Object position labeling entries:

-- -- --

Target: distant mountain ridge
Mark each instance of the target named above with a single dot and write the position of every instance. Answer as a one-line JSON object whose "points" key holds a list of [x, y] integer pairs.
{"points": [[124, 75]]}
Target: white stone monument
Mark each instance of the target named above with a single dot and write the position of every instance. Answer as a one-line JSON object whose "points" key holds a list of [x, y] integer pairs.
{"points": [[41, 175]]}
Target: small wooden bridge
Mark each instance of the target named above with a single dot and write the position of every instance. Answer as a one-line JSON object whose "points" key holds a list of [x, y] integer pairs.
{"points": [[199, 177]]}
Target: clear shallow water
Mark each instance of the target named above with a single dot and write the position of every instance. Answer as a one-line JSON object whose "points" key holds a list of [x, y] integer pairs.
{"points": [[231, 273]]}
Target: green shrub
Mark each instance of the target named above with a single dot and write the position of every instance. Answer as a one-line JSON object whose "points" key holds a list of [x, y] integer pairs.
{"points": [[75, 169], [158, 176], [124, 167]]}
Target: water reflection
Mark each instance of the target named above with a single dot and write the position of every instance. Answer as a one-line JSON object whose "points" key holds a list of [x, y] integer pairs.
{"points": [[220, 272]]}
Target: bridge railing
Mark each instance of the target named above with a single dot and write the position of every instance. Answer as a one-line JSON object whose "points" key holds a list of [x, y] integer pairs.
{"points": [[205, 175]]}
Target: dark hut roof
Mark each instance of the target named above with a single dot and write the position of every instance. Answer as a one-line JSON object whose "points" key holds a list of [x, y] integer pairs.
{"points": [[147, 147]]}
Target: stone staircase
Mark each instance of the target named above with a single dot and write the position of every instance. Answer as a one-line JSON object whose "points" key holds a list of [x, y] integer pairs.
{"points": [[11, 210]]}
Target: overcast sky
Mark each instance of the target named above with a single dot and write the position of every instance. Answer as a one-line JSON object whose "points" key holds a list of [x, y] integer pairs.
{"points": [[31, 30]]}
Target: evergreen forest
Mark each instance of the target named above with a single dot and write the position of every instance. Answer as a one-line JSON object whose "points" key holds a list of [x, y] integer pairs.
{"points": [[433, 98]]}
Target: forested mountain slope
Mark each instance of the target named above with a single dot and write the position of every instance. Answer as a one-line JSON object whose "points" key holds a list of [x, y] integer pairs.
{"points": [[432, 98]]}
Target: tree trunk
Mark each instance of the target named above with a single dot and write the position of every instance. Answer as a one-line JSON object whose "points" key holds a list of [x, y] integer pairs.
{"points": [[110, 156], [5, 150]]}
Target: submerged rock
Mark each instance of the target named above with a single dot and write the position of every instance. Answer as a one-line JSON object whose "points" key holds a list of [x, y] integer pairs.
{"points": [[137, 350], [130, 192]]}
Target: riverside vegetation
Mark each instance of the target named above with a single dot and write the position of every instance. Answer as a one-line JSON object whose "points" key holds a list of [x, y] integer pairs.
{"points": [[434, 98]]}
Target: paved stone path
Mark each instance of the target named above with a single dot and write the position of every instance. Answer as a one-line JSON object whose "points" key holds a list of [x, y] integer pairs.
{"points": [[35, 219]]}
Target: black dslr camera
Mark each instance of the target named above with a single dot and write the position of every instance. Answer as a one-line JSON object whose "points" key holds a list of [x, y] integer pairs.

-- -- --

Your objective: Copy out these lines verbatim, all of them, from first to last.

Result of this task:
Target: distant mountain ridge
Mark each instance of the target named above with a single dot and write the position of every instance. Answer as a one-line JSON object whose "points" key holds a list of [x, y] integer pairs.
{"points": [[124, 75]]}
Target: white stone monument
Mark each instance of the target named above with a single dot and write the position of every instance. Answer as a one-line JSON object whose "points" key holds a list of [x, y] integer pairs.
{"points": [[41, 175]]}
Target: small wooden bridge
Mark each instance of the target named above with a single dot and write the position of every instance. Answer as a one-line JSON object whose "points" key holds a list of [x, y] integer pairs.
{"points": [[199, 177]]}
Target: clear shallow water
Mark each instance of the target named above with a single dot and write the position of every instance. Answer as a one-line JSON object whose "points" key holds a list of [x, y] integer pairs.
{"points": [[231, 273]]}
Target: green shrub
Mark each instance of the target named above with a single dot and write the position of every instance. Answer as a one-line JSON object whose "points" key holds a list of [x, y] integer pairs.
{"points": [[75, 169], [158, 176], [124, 167]]}
Target: water reflection
Mark each instance of the target named above with a single dot and write the position of every instance. Answer as a one-line JSON object whose "points" key holds a list of [x, y] integer pairs.
{"points": [[220, 272]]}
Target: bridge railing
Mark each instance of the target named above with a single dot and write the position of every instance. Answer as a one-line JSON object whose "points" key holds a list of [x, y] integer pairs.
{"points": [[205, 175]]}
Target: dark hut roof
Mark each instance of the target named above with a single dot and write the position of every instance. Answer as a one-line JSON object whose "points" key holds a list of [x, y] integer pairs.
{"points": [[147, 147]]}
Target: stone staircase
Mark each instance of the target named above with a single dot and write the position of every instance. Answer as a one-line JSON object whose "points" key holds a list of [x, y] integer pairs.
{"points": [[11, 210]]}
Target: overcast sky
Mark each instance of the target named above with a single dot and write the position of every instance. Answer as a one-line JSON object whose "points" key holds a list of [x, y] integer pairs.
{"points": [[31, 30]]}
Target: evergreen forest
Mark each instance of the target named above with a single dot and write the position of every instance. Answer as a one-line JSON object whose "points" key holds a list of [x, y] integer pairs.
{"points": [[433, 98]]}
Target: forested mountain slope
Mark each instance of the target named above with a single dot and write the position of every instance. Answer as a one-line JSON object whose "points" key holds a list of [x, y] integer pairs.
{"points": [[432, 98]]}
Target: tree trunk
Mark each instance of the target named above with a single dot and write the position of every instance. Answer as a one-line JSON object whose "points" key holds a list of [x, y] integer pairs.
{"points": [[110, 156], [5, 150]]}
Target: submerged rock
Mark each instance of the target named above with a single dot and write the position of every instance. Answer as a one-line JSON object whose "points" key holds a list of [x, y] integer pairs.
{"points": [[137, 350], [130, 192]]}
Target: riverside vegetation
Mark each instance of the target named above with a single dot and write the position of every instance. Answer as a one-line JSON object whose "points" key holds a list of [x, y] integer pairs.
{"points": [[434, 98]]}
Target: paved stone path
Mark each instance of the target named above with a single dot and write the position of every instance. Answer as a one-line JSON object whose "points" key holds a list of [x, y] integer pairs.
{"points": [[35, 219]]}
Target: black dslr camera
Mark each instance of the target named above with a single dot and write the position of every instance. Answer as a one-line JSON object whose "points" key holds a list of [x, y] integer pairs.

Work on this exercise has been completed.